- TEXTO CITADO:
_____
O caminho de volta

Quarto domingo da quaresma. Também chamado “Domingo Laetare”, ou “Domingo da Alegria”. Este dia nos lembra que o nosso caminhar precisa ser altivo e alegre, mas também comprometido e transformador. O caminhar da vida é feito de idas e vindas. Nem sempre é um caminhar seguindo em frente, mas há momentos que é necessário voltar atrás, retroceder, para encontrar o verdadeiro caminho. Conversão é também voltar atrás, para fazer a correção de rota, para irmos de encontro ao Deus da vida, cheio de amorosidade que nos aguarda de braços abertos.

Rezei nesta manhã as margens do Araguaia, me sentindo um ser privilegiado. Não é para qualquer um, estando em Mato Grosso, e ver o sol nascer no Tocantins, emoldurando de beleza e doçura o Rio Araguaia. O novo dia raiando na luz divina de um Deus que aposta na humanidade, sendo capaz de também fazer o “novo” acontecer. Somos a aposta de Deus, que ainda acredita no diferente que podemos ser e fazer. Cada um e cada uma, somos importantes neste processo, de fazer a vida mais bela, construindo um dia de cada vez. Feliz foi o “Poetinha” Vinicius de Moraes (1913-1980) que assim expressou: “Um novo dia vem nascendo. Um novo sol já vai raiar. Parece a vida, rompendo em luz, E que nos convida a amar”.
_____
- REGISTROS:
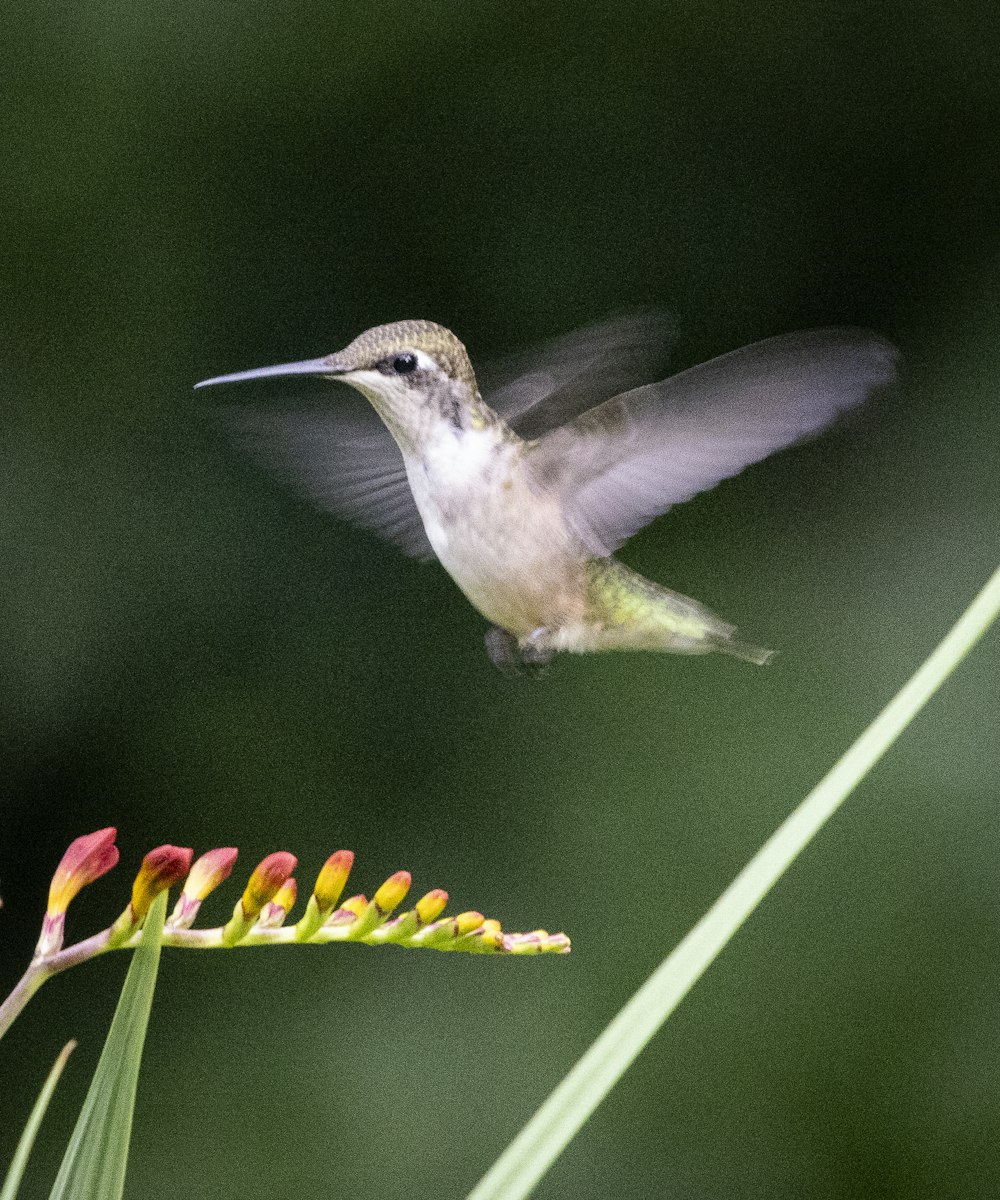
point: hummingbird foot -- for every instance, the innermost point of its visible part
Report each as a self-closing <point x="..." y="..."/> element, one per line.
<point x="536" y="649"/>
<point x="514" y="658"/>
_____
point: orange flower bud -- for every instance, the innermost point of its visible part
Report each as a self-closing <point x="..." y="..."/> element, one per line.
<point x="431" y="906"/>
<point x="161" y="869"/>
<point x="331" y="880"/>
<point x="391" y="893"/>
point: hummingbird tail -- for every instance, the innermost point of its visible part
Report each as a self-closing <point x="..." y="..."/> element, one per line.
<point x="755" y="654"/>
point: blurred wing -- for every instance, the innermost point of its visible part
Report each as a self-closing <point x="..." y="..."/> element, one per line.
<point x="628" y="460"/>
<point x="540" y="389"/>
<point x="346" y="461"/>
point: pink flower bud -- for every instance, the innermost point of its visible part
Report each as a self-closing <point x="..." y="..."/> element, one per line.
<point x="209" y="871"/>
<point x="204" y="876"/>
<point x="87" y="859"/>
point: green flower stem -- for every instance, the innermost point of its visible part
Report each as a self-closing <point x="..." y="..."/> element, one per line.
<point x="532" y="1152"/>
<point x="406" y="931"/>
_____
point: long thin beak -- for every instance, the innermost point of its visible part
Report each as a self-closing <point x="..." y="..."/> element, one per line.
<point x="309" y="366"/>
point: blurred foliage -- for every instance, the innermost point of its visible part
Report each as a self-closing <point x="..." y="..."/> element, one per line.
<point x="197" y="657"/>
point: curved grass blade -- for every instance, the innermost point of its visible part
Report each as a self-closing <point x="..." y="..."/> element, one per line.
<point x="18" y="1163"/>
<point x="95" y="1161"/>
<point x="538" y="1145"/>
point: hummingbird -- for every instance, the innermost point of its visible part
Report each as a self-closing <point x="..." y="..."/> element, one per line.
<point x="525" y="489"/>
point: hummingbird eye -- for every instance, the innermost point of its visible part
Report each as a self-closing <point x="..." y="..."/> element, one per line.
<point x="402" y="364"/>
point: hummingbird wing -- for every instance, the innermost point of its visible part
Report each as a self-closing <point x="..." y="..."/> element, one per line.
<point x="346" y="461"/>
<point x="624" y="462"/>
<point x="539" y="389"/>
_____
- INSTRUÇÕES:
**A)** Segundo o texto citado, por quais outros nomes é conhecido o quarto domingo da quaresma?
**B)** Por favor, retorne sem mudanças o trecho do texto citado entre "Quarto domingo da" e "de braços abertos.", inclusive.

- RESPOSTAS:
**A)** “Domingo Laetare” ou “Domingo da Alegria”.

**B)**
Quarto domingo da quaresma. Também chamado “Domingo Laetare”, ou “Domingo da Alegria”. Este dia nos lembra que o nosso caminhar precisa ser altivo e alegre, mas também comprometido e transformador. O caminhar da vida é feito de idas e vindas. Nem sempre é um caminhar seguindo em frente, mas há momentos que é necessário voltar atrás, retroceder, para encontrar o verdadeiro caminho. Conversão é também voltar atrás, para fazer a correção de rota, para irmos de encontro ao Deus da vida, cheio de amorosidade que nos aguarda de braços abertos.